And, honestly, I don’t blame them. This is a terrific car and because it works so well as a daily, you can use more of it more of the time and that must be the most important element in any car, more so one that offers so much performance and excitement.
However, the most interesting thing about the €50,000 JCW I drove is the fact it is a special edition dedicated to the life and racing achievements of one Patricia Moss, aka Pat Moss. Younger sister to racing legend Sir Stirling Moss, and wife to Swedish rally driver Erik Carlsson, Pat Moss won three international rallies overall and took to the podium another seven times.
Moss won the Ladies European Rally Championship five times and, in 1962, she became the first driver in history to win a Rally in a Mini, beating the competition to take victory at the Tulip Rally in the Netherlands, among an entry list of no less than 144 cars. Funny fact, not only was she faster than some big names in motorsport like Rauno Aaltonen, Joachim Walter or Gunnar Andersson, she beat her soon-to-be husband as well.
Ann Wisdom, Moss’s co-driver, retired from her racing career at the end of the event as she was pregnant with her first child. And get this: the father was the rally’s runner-up, Peter Riley! You can’t make this stuff up.

▶ _Dataset entries_:
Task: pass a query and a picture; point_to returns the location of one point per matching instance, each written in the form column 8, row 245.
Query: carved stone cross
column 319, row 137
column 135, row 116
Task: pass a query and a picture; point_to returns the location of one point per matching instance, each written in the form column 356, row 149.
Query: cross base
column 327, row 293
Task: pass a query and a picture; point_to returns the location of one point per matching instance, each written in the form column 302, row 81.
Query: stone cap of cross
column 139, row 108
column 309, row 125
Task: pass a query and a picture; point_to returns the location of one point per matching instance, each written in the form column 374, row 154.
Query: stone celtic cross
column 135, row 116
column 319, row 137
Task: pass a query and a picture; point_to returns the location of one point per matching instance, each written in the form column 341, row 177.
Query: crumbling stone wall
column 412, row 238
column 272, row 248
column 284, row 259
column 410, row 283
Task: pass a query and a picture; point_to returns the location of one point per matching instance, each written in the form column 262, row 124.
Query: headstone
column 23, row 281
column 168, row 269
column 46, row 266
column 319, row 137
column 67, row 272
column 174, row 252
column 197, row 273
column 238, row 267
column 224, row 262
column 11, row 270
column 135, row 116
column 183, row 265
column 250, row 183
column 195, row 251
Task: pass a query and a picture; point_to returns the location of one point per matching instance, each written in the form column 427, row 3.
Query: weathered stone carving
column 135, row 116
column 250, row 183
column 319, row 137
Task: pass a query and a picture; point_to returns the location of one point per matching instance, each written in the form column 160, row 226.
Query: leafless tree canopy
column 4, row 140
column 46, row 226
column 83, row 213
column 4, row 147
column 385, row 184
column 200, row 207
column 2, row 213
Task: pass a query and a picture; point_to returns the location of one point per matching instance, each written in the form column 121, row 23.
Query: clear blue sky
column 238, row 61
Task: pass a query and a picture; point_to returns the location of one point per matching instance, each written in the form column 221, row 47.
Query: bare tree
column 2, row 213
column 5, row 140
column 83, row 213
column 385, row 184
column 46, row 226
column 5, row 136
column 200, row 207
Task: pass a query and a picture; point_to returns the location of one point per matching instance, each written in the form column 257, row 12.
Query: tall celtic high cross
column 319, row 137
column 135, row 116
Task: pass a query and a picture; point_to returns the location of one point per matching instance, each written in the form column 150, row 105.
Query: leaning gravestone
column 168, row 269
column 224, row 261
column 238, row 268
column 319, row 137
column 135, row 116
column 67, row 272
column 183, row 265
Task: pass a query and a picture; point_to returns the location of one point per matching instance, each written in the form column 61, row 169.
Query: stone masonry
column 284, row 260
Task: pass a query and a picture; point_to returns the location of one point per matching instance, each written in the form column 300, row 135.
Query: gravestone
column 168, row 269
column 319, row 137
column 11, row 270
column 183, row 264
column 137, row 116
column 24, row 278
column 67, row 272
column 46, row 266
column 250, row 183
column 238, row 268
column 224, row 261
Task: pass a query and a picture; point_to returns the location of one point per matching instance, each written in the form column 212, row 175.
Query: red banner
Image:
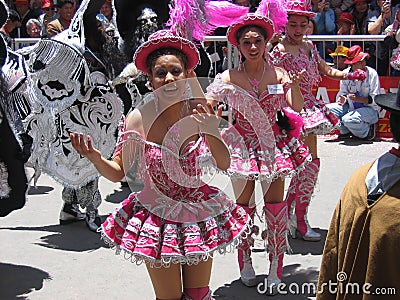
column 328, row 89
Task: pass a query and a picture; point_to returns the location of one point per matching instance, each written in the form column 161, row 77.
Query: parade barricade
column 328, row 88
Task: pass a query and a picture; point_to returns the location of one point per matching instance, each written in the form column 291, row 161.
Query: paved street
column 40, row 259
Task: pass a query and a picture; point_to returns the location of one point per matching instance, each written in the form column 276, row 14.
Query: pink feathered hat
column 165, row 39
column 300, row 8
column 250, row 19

--

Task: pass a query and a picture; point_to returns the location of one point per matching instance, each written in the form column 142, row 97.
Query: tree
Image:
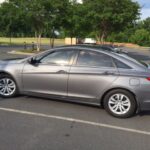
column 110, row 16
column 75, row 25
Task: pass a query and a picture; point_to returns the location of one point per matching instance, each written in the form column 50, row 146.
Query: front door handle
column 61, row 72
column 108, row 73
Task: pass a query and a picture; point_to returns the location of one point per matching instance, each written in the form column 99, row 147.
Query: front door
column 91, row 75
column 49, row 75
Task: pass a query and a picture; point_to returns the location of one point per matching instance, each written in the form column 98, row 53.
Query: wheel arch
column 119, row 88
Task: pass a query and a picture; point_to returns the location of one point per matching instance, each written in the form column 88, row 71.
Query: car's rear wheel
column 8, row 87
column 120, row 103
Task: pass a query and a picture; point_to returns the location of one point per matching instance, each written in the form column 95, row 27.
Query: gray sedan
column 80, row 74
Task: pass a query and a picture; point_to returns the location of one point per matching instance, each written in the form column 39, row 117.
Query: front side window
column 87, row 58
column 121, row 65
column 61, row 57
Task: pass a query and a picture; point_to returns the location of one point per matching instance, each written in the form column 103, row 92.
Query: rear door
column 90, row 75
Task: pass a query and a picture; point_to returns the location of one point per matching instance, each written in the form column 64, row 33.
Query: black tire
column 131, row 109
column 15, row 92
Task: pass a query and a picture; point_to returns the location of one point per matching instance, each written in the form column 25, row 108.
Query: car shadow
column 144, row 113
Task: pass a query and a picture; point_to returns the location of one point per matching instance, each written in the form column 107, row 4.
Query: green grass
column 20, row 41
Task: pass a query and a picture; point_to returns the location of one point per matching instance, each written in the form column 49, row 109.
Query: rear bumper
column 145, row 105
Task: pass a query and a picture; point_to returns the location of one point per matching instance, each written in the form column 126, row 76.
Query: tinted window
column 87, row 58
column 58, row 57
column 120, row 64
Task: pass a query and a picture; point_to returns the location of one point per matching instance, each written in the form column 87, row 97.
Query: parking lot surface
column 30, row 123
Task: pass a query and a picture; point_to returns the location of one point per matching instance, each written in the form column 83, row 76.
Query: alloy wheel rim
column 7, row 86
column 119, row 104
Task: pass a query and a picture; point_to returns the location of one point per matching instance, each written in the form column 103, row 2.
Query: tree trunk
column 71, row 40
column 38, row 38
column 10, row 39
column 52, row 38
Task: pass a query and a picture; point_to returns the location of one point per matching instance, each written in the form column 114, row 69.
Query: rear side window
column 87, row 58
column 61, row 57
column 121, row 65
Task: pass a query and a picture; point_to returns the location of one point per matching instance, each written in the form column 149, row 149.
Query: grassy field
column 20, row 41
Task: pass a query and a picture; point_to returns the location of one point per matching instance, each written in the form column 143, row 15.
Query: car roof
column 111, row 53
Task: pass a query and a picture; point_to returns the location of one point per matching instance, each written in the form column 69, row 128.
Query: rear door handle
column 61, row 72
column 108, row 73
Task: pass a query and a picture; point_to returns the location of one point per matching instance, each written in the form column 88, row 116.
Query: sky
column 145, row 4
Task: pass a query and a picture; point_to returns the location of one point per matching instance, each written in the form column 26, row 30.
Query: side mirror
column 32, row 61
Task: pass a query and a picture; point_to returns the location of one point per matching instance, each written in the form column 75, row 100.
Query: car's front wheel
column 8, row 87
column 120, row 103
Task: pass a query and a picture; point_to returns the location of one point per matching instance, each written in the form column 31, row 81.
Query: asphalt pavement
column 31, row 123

▶ _Exercise_: Please pick up the article on the Pat Moss edition of the Mini and continue it from its last sentence. The rows come from a different source than the piece on Pat Moss.

▶ _The result_:
The Pat Moss edition comes with a series of details that set it apart from standard JCW models, such as the tulip motif throughout the car, the white line across the front hood with the entry plate of Moss and Riley’s Mini 737 ABL or the inscription on the door sills Noordwijk-Monte Carlo-Noordwijk 2500km, a reference to the Tulip Rally route.
Pat Moss’s signature can be seen on the front bumper and in front of the passenger on the dashboard, whereas a stylized representation of the engine’s pistons by the left side of the steering wheel shows an ‘M’ and a ‘W’, for Moss and Wisdom.
I was surprised to see Mini coming up with such an homage model, but genuinely happy that they did. I hope it brings the name of this pioneering driver to a younger generation and that they understand that the Mini rallying story began with these women in 1962.
Two years later, Paddy Hopkirk turned this tiny British machine into a legend when he won the most famous rally in the world: the Monte Carlo. A Mini would go on to win overall twice again in 1965 and 1967.